== BAGIAN TEKS ==
####

Ilustrasi |
204 Juta Data Pemilih di KPU Bocor, Ini 10 Akibatnya
JAKARTA - Komisi Pemilihan Umum (KPU) diduga kembali mengalami kebocoran data. Setelah pada September 2020 lalu, ada 105 juta data pribadi pemilih bocor, kini jumlah data yang bocor meningkat menjadi 204 juta atau naik dua kali lipat dari sebelumnya.
Hal tersebut pertama kali terungkap melalui unggahan tweet di akun X milik Founder Ethical Hacker Indonesia Teguh Aprianto.
"Belum juga pemilu dan tahu hasilnya gimana tapi data pribadi kita semua yang terbaru malah sudah bocor duluan," tulisnya dalam tweet disertai tangkapan layar data pribadi di laman Breach Forums, Selasa (28/11/2023) siang.
Dalam unggahan tweet tersebut terlihat data pribadi dibocorkan oleh hacker bernama Jimbo. Sampel data pribadi yang diunggah Jimbo memuat nama, nomor induk kependudukan (NIK), tanggal lahir, dan alamat. Selain itu sampel data ini juga memuat data pribadi pemilih yang berada di luar negeri.

####

== ITEM TERSEDIA ==
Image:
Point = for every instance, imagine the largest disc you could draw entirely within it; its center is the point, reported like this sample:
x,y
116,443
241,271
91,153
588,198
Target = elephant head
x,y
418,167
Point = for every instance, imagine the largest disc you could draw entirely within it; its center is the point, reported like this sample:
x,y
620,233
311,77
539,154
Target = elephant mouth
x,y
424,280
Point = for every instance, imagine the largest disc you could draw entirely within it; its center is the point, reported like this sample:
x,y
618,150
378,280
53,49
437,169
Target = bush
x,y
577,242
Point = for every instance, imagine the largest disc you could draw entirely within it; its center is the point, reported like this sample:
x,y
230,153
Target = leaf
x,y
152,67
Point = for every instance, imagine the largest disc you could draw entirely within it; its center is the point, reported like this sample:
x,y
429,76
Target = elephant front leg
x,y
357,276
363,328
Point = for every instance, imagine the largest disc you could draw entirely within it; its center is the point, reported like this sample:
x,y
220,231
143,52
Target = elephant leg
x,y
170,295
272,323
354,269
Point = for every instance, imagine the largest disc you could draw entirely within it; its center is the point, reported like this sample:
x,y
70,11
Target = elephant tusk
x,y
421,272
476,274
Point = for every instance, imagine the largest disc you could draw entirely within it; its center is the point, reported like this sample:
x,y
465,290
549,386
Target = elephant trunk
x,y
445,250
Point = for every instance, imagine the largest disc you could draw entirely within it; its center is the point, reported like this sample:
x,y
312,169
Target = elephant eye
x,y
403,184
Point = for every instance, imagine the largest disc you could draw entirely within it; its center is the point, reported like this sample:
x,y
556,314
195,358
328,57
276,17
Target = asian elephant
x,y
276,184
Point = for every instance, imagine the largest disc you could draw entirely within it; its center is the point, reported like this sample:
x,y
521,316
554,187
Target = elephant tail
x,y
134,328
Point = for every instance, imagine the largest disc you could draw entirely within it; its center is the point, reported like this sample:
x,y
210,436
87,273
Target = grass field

####

== YANG DIKERJAKAN ==
Menurut teks tentang kebocoran data KPU, berapa banyak data pribadi pemilih yang bocor pada September 2020?

== HASIL AKHIR ==
Sebanyak 105 juta data pribadi pemilih.